• **Extract provided**:

--*--

The song and dance routine, praising the benefits of toilets and taking on the perils of open defecation are no longer heard in the villages near Bhopal, Madhya Pradesh. The instruments and vocals have gone silent in the past one year, as the evils of open defecation stare silently at the villagers.

In 2014 with the launch of Swachh Bharat Abhiyan, when Prime Minister Narendra Modi called for a nationwide awakening with regard to cleanliness, he stressed on including everyone in this national cleanup drive. This proved to be true for Sanjana Singh, a transgender who gained attention in 2015 when her noble efforts of spreading the message of cleanliness and ending open defecation in Madhya Pradesh were brought to fore. Sanjana, founder of the NGO Mitra Shringaar Samiti, was asked by the Madhya Pradesh government to involve the Kinnar community in spreading the message of sanitation and promote the Swachh Bharat campaign.

--*--

• **Information supplied**:
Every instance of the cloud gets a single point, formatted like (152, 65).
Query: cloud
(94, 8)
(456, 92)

--*--

• **Instruction 1**:
According to the sanitation passage, what NGO did Sanjana Singh found?
• **Instruction 2**:
Pick up the sanitation passage after its final sentence and continue it.
The lines are separate material, distinct from the sanitation passage.

• **Written answer 1**:
Mitra Shringaar Samiti.

• **Written answer 2**:
My NGO has been doing active work among sexual minorities since 2007. In 2014, we were requested by the Madhya Pradesh state government to become a part of the Swachh Bharat Mission to increase awareness on sanitation in rural areas. I realised the importance of the campaign and said yes. It was also a valid platform for me to prove that transgenders can contribute to the society and not just entertain people, said Sanjana Singh, founder, Mitra Shringaar Samiti.

Her song and dance routine in spreading the message of sanitation was soon loved by the locals. Her own village of Naandini, where most of the 131 households lacked toilets, became an open defecation free zone in 2015. Thanks to her efforts, each household constructed a functional toilet. By the end of 2015, another 11 villages had toilets in almost 80% households.

Sanjana Singh's song and dance routine helped create awareness in the village.
Sanjana Singh’s song and dance routine helped create awareness in the village.

It sounds fantastic, but it wasn’t an easy journey to begin with.

The transgender community in India is often seen with suspicion and fear. The villagers were initially reluctant to talk to a transgender but gradually the women in the village started opening up. They shared their grievances of open defecation and were inspired by Sanjana’s campaign to build toilets.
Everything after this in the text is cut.